• Aufgabenstellung: Suche in den Einträgen unten alle Zeilen heraus, in denen das Wort „stone“ vorkommt, und schreibe jede davon vollständig ab.

::: Auszug der Einträge

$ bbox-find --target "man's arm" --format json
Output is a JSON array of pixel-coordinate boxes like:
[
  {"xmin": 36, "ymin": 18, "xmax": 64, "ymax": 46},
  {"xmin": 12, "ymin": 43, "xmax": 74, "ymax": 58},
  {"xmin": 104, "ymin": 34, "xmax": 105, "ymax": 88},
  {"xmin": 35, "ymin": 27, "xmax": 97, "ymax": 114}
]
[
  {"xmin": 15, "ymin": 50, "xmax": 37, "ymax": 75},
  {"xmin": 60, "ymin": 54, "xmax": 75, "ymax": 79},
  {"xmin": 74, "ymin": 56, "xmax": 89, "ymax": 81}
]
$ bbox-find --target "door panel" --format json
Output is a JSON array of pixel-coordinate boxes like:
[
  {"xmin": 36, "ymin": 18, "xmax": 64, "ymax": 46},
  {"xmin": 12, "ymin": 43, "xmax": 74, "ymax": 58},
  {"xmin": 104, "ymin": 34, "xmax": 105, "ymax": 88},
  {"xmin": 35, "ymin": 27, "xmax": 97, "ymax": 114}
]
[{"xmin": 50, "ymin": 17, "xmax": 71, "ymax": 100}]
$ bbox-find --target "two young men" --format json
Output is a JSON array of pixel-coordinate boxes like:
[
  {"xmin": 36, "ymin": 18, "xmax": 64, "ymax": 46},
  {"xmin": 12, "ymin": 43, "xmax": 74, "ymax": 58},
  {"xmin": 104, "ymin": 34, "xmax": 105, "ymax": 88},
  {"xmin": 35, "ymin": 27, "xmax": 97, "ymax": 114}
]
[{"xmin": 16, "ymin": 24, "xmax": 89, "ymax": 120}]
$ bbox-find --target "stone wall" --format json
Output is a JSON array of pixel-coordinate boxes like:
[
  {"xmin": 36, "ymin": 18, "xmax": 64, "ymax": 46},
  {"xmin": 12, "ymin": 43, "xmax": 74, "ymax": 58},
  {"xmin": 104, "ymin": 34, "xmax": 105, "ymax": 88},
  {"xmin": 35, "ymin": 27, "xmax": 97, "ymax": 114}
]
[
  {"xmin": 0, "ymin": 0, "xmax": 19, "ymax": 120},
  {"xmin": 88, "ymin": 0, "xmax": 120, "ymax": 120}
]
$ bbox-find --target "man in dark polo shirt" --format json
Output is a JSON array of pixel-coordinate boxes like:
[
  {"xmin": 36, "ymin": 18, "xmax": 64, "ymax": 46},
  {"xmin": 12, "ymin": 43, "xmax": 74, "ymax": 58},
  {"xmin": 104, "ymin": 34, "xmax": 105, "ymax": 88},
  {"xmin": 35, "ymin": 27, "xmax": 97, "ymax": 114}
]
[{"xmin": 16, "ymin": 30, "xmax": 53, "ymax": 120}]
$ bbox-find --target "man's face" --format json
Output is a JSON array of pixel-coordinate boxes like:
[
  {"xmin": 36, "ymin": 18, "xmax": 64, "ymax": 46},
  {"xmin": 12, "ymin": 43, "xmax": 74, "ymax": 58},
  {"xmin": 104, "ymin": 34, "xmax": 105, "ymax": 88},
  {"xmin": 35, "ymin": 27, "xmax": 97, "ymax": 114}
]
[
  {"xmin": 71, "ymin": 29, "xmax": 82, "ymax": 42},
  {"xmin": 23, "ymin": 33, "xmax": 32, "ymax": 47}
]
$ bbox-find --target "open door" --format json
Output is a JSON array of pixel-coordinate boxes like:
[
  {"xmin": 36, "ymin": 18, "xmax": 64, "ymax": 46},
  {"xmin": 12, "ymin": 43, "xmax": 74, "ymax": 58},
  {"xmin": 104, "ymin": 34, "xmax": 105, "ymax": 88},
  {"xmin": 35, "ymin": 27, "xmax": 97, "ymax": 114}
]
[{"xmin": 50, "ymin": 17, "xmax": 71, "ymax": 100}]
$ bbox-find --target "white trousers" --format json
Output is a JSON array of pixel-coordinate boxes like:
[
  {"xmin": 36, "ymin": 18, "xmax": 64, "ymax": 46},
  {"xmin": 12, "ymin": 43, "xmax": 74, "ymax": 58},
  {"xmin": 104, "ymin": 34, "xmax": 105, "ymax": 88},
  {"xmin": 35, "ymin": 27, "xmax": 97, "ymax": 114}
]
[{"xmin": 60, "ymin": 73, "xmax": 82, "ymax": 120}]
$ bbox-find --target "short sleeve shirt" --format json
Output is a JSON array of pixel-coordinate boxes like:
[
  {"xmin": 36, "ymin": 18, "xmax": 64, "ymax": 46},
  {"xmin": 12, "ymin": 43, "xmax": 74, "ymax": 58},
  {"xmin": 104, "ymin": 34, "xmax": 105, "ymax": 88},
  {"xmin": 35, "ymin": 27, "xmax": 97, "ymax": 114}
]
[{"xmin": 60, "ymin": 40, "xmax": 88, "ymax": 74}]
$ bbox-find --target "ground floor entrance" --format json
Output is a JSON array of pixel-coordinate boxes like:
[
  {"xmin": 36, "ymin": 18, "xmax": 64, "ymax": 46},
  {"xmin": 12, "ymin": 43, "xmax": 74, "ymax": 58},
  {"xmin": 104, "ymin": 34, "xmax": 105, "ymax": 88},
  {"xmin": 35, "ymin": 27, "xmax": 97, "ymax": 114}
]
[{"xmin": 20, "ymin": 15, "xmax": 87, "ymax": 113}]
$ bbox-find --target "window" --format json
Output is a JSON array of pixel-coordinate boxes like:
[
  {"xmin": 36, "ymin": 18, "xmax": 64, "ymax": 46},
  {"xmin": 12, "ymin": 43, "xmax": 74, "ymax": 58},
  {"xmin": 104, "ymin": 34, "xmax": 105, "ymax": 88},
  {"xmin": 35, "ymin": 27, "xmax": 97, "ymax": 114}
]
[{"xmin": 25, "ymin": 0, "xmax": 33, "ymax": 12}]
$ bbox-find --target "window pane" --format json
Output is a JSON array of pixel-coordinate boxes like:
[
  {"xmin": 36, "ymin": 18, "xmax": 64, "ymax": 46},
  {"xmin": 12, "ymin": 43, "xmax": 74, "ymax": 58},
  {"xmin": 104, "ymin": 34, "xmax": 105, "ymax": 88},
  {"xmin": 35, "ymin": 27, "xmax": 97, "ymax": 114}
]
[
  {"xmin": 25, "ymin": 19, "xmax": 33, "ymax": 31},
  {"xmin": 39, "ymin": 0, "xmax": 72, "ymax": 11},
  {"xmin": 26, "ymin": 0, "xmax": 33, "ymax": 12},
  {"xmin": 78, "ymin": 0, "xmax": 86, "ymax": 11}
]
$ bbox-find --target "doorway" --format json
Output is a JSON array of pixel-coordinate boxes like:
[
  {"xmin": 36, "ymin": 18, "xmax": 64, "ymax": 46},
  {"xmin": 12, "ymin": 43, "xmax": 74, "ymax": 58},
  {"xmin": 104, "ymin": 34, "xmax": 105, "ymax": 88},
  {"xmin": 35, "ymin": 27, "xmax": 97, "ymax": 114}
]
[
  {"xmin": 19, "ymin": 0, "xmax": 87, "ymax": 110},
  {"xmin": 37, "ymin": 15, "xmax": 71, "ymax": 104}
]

::::::
::: Auszug der Einträge

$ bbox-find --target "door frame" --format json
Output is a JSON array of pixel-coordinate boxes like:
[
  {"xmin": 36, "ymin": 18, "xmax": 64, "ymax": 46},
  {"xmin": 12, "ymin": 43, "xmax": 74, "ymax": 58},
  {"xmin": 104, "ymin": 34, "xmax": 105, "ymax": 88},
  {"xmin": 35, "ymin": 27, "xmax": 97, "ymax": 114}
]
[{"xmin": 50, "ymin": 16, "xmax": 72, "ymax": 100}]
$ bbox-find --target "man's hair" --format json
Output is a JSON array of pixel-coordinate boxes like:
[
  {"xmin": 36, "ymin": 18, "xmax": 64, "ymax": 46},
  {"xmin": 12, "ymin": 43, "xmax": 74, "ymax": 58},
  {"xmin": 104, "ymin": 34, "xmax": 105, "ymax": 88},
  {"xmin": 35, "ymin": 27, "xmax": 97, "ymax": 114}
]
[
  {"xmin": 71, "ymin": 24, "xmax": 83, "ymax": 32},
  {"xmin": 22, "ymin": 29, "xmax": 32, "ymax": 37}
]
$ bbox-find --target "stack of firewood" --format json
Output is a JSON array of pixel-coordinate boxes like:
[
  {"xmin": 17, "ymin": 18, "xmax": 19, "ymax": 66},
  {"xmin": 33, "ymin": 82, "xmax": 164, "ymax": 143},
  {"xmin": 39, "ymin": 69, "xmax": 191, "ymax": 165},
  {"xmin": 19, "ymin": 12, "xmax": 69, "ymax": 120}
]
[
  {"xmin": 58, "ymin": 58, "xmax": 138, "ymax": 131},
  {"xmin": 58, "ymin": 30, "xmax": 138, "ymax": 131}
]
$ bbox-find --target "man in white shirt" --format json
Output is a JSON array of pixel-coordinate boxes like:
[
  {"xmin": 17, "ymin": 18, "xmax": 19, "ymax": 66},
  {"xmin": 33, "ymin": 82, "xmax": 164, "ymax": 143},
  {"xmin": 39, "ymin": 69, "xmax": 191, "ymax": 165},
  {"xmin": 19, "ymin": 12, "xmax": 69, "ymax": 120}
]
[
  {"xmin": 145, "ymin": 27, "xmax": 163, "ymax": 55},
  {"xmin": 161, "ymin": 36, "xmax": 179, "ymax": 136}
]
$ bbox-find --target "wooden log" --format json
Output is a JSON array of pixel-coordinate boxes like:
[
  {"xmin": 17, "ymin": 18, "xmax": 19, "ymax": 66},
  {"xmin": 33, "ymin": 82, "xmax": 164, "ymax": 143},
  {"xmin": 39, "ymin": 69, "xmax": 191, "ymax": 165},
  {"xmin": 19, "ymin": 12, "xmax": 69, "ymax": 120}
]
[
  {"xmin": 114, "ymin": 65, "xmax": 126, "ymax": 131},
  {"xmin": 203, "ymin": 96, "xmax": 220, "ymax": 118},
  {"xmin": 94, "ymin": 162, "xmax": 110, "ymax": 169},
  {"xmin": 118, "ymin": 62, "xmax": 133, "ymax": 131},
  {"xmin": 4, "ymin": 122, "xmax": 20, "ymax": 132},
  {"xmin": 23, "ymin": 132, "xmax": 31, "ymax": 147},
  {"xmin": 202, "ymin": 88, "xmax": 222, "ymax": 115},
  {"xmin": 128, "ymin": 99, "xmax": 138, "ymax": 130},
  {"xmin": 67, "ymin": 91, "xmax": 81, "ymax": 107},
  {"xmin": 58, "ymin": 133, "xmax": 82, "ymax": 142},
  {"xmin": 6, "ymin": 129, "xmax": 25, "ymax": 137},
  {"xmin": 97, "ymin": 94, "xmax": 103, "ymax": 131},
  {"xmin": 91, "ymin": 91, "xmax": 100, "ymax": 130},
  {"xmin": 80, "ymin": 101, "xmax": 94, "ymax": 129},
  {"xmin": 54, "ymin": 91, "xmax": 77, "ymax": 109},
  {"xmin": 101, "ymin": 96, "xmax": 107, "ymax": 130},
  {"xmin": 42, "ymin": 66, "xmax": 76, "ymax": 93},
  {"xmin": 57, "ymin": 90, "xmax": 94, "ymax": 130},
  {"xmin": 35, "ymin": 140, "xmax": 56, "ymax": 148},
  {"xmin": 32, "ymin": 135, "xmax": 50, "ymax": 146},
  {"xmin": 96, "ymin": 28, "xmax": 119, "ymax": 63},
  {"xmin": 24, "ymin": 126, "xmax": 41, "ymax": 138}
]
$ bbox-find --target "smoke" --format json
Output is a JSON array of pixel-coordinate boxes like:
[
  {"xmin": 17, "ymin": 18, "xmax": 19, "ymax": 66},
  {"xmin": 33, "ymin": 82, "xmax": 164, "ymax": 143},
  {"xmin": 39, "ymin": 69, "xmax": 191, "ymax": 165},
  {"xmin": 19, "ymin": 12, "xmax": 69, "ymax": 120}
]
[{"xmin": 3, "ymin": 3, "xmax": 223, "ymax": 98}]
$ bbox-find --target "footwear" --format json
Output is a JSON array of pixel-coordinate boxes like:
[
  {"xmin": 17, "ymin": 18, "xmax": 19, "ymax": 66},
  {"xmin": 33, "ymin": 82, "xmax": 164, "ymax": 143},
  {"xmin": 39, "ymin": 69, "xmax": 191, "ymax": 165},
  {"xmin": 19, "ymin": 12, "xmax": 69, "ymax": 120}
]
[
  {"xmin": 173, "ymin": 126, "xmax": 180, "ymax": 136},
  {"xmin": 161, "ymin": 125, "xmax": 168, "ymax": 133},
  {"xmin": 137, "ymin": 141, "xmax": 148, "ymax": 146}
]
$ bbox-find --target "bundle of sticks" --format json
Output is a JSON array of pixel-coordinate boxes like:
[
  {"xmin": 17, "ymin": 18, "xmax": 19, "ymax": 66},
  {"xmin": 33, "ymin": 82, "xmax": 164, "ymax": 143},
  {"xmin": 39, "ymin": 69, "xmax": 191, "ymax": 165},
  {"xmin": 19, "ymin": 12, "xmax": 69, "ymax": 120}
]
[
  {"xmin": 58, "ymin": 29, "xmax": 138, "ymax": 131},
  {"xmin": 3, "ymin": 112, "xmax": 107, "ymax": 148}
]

::::::
::: Auszug der Einträge

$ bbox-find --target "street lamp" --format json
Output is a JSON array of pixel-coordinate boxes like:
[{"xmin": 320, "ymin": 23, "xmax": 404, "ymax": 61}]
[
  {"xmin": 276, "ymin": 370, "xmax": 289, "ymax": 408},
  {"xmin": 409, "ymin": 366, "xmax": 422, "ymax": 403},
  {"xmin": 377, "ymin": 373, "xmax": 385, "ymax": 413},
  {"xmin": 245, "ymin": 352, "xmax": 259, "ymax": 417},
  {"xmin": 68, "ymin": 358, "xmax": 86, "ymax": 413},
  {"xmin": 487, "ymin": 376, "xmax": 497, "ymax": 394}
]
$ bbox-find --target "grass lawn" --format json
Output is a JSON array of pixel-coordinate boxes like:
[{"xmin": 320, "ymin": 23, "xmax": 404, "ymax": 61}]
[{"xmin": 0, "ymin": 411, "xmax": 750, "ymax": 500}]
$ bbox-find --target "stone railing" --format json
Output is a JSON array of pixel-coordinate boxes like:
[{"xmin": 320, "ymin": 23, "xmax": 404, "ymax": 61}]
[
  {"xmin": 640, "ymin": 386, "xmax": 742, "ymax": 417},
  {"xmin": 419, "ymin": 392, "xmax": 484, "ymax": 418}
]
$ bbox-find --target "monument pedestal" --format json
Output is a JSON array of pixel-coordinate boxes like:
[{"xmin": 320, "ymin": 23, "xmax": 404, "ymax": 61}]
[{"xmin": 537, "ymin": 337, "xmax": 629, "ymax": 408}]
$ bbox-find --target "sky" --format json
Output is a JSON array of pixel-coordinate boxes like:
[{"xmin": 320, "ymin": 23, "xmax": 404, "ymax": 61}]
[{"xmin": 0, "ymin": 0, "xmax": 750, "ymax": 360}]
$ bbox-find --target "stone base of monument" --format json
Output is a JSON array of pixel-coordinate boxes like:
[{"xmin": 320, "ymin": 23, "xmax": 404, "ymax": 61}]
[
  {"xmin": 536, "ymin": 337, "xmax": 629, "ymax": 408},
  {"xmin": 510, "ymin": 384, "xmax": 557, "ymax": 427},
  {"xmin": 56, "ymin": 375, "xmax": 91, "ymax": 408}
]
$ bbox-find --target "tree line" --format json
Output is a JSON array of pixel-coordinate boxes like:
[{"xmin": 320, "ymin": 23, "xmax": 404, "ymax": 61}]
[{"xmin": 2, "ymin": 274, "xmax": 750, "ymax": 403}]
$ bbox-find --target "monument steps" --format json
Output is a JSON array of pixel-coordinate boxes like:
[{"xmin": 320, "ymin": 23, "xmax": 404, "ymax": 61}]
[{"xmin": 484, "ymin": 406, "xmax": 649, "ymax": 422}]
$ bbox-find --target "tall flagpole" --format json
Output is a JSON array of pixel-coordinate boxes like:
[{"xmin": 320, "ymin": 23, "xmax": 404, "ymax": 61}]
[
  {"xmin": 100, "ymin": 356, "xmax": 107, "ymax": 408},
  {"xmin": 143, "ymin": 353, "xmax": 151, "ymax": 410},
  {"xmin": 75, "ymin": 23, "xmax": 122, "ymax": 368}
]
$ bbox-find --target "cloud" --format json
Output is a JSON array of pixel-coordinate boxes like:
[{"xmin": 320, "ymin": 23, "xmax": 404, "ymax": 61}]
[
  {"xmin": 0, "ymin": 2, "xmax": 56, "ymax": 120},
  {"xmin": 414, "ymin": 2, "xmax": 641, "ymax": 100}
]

::::::

• Antwort:
$ bbox-find --target "stone wall" --format json
$ bbox-find --target "stone railing" --format json
$ bbox-find --target "stone base of monument" --format json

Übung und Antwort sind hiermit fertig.